THE TASK |
How many lines in the records below contain the string "sidewalk"? Treat case as significant and reply with the number alone.

DATA EXCERPTS |
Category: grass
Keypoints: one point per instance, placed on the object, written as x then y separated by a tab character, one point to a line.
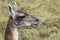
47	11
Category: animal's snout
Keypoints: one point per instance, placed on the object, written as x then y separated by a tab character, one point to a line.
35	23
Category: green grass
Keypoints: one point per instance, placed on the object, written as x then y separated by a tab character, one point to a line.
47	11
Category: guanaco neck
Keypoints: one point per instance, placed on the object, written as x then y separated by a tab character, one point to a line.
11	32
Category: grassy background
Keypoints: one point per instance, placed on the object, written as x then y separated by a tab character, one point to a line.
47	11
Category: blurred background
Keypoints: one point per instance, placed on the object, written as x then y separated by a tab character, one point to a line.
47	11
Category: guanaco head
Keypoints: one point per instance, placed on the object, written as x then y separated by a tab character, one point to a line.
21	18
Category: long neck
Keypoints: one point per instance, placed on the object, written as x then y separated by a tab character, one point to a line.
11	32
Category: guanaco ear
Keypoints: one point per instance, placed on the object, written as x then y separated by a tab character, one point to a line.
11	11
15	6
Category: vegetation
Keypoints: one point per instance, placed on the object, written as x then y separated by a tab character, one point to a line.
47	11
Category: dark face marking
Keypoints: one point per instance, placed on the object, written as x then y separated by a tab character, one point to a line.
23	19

--

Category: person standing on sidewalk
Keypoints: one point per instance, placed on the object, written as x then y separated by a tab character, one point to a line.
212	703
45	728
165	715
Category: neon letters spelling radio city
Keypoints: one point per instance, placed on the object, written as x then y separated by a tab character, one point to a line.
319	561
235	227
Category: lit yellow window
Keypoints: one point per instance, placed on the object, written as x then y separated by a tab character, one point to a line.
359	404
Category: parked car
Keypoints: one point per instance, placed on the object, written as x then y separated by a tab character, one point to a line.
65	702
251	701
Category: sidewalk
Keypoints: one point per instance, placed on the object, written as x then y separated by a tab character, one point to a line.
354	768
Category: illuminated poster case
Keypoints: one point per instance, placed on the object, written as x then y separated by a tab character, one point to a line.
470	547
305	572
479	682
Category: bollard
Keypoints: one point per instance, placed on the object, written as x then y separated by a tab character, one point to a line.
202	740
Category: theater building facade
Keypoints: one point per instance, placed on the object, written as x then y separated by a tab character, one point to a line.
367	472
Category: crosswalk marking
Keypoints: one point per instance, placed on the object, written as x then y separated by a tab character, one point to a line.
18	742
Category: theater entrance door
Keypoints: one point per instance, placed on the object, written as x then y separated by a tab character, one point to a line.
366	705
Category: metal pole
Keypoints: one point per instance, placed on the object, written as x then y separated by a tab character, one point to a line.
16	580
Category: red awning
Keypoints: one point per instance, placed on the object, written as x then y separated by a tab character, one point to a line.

---

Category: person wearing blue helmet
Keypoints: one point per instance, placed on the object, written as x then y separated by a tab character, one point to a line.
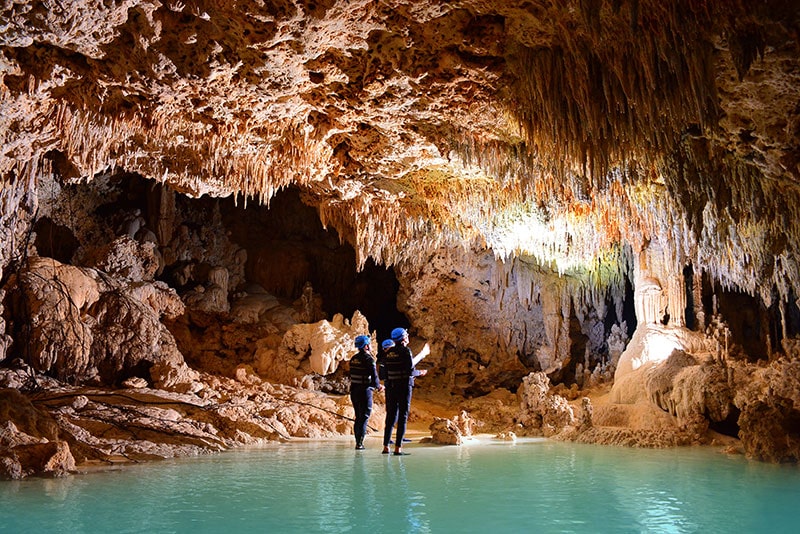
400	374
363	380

FINISHED TASK |
2